(DATASET)
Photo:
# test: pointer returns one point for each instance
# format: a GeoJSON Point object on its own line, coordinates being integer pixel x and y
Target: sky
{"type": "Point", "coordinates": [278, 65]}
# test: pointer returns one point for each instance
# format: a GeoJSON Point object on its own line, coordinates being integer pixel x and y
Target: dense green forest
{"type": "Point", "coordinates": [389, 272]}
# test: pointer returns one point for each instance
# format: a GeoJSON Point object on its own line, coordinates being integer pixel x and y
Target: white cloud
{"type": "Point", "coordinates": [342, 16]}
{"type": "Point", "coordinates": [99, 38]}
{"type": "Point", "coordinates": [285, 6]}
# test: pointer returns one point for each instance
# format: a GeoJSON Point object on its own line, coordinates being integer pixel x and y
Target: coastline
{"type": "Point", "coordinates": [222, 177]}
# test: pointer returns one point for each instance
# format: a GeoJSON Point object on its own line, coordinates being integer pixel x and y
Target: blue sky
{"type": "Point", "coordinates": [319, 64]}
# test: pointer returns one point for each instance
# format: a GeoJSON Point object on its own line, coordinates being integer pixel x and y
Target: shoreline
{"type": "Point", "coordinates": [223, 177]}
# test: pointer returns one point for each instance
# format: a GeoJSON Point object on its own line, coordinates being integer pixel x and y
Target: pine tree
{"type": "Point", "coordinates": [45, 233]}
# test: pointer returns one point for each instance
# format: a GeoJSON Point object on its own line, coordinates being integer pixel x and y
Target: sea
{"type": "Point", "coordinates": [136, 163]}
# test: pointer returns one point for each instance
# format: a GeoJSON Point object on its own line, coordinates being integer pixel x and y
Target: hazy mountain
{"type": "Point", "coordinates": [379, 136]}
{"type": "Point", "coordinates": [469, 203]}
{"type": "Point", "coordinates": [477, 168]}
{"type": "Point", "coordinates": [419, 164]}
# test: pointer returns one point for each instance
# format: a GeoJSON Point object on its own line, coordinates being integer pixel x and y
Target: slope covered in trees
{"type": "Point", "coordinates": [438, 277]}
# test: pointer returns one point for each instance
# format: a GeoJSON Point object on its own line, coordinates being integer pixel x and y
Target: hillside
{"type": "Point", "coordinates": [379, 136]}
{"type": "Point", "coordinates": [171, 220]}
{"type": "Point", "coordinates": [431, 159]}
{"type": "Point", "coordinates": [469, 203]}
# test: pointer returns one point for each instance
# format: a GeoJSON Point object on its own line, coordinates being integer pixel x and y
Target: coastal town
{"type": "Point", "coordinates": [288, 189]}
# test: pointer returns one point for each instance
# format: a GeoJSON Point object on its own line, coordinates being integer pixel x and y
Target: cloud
(End DATASET)
→ WORK TASK: When the material above is given again, every line must match it exactly.

→ RESULT OF THIS TASK:
Photo:
# test: pointer returns one point for each instance
# format: a GeoJSON Point object on its own line, coordinates being integer pixel x and y
Target: sky
{"type": "Point", "coordinates": [278, 65]}
# test: pointer returns one point for each instance
# format: a GeoJSON Point object on its own line, coordinates being integer pixel x and y
Target: dense green forest
{"type": "Point", "coordinates": [389, 272]}
# test: pointer returns one point for each instance
# format: a GeoJSON Point object on its own line, coordinates being integer pixel x and y
Target: white cloud
{"type": "Point", "coordinates": [342, 16]}
{"type": "Point", "coordinates": [99, 38]}
{"type": "Point", "coordinates": [285, 6]}
# test: pointer returns one point for each instance
# format: a GeoJSON Point object on its own line, coordinates being integer pixel x and y
Target: coastline
{"type": "Point", "coordinates": [222, 177]}
# test: pointer returns one point for each instance
# format: a GeoJSON Point object on its own line, coordinates being integer pixel x and y
Target: blue sky
{"type": "Point", "coordinates": [319, 64]}
# test: pointer returns one point for each instance
# format: a GeoJSON Point object on its own line, coordinates being integer pixel x and y
Target: shoreline
{"type": "Point", "coordinates": [223, 177]}
# test: pointer returns one point for each instance
# format: a GeoJSON Point object on its own line, coordinates being integer pixel x and y
Target: pine tree
{"type": "Point", "coordinates": [45, 233]}
# test: pointer returns one point for each instance
# format: a GeoJSON Point object on its own line, coordinates being integer pixel x and y
Target: sea
{"type": "Point", "coordinates": [136, 163]}
# test: pointer returns one point for each instance
# format: a GeoJSON Point object on its own line, coordinates being integer pixel x and y
Target: hazy mountain
{"type": "Point", "coordinates": [379, 136]}
{"type": "Point", "coordinates": [469, 203]}
{"type": "Point", "coordinates": [477, 168]}
{"type": "Point", "coordinates": [419, 164]}
# test: pointer returns one point for each instance
# format: a GeoJSON Point object on its own line, coordinates being integer pixel x and y
Target: slope covered in trees
{"type": "Point", "coordinates": [438, 277]}
# test: pointer returns one point for each instance
# format: a GeoJSON Point object on its own line, coordinates being integer pixel x and y
Target: hillside
{"type": "Point", "coordinates": [379, 136]}
{"type": "Point", "coordinates": [171, 220]}
{"type": "Point", "coordinates": [431, 159]}
{"type": "Point", "coordinates": [469, 203]}
# test: pointer returns one point for each instance
# format: a GeoJSON Point object on its own line, coordinates being integer pixel x and y
Target: coastal town
{"type": "Point", "coordinates": [288, 189]}
# test: pointer returns one point for each instance
# format: a GeoJSON Point object on its own line, coordinates being integer pixel x and y
Target: cloud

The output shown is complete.